Dataset entries
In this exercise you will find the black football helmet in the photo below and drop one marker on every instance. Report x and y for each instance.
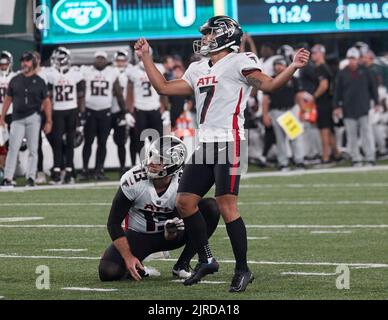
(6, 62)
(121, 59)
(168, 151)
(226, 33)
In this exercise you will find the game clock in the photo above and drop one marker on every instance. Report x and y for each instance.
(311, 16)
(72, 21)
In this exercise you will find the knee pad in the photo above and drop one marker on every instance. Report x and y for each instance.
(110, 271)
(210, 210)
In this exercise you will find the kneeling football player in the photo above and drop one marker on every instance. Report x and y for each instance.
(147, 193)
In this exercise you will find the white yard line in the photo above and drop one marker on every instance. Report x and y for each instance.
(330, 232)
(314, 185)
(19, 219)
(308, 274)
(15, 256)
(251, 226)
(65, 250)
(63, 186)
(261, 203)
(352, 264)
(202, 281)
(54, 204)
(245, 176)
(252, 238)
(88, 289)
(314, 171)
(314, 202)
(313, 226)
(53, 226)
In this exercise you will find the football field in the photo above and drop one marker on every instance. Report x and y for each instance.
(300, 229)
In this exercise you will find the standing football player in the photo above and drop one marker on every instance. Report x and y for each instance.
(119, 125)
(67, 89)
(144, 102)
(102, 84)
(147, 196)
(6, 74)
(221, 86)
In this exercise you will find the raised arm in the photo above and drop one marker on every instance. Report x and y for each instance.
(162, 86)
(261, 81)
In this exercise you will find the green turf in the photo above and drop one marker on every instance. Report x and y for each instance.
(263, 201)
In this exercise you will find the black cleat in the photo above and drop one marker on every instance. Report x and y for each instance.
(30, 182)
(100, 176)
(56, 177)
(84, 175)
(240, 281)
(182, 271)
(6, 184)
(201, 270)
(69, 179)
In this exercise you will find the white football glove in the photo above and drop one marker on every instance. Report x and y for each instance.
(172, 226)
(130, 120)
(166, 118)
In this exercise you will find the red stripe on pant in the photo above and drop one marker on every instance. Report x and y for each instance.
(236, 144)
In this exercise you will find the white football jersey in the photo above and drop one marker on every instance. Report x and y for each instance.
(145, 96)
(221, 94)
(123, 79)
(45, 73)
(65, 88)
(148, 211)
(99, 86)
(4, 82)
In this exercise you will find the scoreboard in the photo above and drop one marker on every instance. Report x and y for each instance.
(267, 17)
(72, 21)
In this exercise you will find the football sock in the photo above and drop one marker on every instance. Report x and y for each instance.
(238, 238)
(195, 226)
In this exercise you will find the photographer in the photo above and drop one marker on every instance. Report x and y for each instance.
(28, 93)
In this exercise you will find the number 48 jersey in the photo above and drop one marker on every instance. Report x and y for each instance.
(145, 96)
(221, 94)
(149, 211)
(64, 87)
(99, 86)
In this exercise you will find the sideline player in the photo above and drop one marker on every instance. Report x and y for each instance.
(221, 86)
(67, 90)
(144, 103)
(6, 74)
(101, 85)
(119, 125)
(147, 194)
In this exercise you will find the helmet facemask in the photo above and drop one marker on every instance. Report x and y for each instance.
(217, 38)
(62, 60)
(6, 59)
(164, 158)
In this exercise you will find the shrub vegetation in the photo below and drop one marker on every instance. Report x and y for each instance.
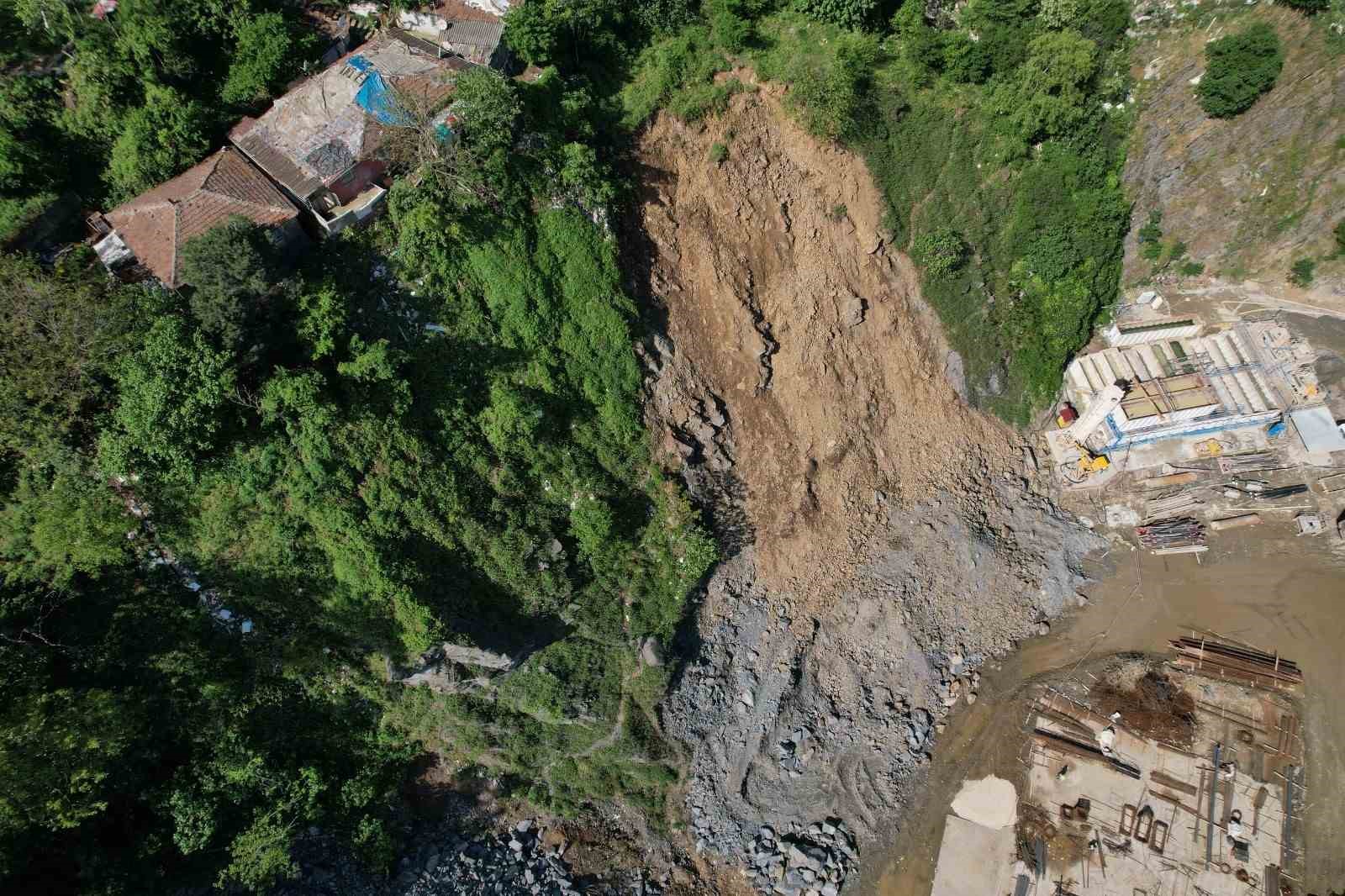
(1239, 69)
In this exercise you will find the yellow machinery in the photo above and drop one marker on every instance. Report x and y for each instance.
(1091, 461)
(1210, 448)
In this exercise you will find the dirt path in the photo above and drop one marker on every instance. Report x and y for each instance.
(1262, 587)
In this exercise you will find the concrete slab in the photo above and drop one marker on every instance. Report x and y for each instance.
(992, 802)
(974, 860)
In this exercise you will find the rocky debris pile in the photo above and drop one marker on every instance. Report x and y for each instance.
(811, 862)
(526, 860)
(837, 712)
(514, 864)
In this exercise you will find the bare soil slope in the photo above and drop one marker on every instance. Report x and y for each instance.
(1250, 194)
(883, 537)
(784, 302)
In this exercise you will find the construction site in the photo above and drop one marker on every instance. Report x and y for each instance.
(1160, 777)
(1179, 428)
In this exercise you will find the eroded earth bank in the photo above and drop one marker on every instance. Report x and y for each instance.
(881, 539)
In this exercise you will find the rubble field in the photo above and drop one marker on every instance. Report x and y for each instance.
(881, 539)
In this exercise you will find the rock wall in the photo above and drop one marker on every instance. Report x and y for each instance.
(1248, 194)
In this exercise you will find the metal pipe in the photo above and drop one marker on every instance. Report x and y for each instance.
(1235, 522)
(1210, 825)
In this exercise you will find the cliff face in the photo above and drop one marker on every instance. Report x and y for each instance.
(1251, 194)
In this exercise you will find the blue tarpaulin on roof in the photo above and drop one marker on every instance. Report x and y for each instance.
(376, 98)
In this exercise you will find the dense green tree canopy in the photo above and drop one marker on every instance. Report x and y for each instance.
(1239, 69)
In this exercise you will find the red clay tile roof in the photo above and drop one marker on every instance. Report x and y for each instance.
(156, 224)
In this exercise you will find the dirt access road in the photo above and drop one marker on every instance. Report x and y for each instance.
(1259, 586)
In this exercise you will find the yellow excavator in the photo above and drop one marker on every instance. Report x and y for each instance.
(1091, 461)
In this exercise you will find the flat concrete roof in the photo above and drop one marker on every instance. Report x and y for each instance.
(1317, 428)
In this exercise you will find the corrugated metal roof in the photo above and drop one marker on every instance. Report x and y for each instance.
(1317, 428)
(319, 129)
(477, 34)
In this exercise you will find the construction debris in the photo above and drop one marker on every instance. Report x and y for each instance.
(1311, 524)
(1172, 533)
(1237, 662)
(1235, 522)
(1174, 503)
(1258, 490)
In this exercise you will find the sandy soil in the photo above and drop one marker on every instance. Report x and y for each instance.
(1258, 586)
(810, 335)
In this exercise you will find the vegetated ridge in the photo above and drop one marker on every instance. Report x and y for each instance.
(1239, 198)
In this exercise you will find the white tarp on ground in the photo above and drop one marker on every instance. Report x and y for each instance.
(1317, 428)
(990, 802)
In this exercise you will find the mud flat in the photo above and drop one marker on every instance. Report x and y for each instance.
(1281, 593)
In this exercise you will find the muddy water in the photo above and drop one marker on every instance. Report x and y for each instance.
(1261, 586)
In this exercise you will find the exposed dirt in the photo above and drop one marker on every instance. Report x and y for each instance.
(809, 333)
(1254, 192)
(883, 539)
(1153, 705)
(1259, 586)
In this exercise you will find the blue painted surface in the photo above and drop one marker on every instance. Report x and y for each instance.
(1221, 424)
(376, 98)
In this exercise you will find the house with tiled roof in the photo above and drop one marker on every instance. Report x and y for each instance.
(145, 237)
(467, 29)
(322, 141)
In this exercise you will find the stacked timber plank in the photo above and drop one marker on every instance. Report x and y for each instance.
--
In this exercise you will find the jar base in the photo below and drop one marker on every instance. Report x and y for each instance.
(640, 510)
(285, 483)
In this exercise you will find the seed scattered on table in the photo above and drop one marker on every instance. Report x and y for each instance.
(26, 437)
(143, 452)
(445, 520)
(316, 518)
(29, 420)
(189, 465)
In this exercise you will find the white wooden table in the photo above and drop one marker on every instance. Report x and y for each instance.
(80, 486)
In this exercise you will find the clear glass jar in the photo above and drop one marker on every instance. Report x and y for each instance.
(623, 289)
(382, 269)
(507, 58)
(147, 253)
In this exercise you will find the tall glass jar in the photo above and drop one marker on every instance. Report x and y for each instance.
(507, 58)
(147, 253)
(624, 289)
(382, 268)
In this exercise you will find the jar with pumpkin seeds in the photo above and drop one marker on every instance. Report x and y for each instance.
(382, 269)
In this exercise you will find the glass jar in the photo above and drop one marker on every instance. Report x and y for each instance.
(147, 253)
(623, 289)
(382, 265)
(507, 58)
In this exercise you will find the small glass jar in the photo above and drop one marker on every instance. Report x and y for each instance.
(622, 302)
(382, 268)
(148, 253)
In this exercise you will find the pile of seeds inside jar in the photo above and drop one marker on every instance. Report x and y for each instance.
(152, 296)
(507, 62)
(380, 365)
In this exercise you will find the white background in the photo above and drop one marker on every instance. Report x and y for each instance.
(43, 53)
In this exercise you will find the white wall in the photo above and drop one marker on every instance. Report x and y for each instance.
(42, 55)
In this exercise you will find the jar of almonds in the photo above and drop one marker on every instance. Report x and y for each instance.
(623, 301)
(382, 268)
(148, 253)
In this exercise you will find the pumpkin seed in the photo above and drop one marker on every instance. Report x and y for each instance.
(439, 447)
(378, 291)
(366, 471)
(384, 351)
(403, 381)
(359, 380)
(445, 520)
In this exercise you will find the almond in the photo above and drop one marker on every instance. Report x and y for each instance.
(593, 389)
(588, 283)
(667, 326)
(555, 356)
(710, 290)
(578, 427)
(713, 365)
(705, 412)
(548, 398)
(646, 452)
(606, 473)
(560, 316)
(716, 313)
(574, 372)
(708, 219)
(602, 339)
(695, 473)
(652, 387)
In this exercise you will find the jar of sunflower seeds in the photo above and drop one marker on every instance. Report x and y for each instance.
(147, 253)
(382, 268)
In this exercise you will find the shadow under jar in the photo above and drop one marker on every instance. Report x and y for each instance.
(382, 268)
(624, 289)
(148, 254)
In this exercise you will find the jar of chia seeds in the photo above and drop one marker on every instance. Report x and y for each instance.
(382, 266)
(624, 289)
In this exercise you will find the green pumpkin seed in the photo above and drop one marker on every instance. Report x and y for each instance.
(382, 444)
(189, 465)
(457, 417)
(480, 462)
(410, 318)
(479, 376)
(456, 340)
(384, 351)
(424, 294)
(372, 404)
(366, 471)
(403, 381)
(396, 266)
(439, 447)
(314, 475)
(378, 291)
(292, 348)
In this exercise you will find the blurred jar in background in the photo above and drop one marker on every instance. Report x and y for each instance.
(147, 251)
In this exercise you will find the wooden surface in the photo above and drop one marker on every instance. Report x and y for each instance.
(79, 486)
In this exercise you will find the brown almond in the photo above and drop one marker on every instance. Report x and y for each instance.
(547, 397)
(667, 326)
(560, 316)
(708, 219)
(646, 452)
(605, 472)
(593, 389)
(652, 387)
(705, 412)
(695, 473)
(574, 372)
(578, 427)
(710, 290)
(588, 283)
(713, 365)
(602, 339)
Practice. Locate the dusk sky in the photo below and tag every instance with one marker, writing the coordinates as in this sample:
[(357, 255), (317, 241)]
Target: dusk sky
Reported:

*Exercise requirements*
Search the entries above for the string "dusk". Copy each line that holds it.

*Problem solution*
Practice. Locate the dusk sky in the photo below and tag every instance with one marker, writing the coordinates as in this sample:
Target: dusk sky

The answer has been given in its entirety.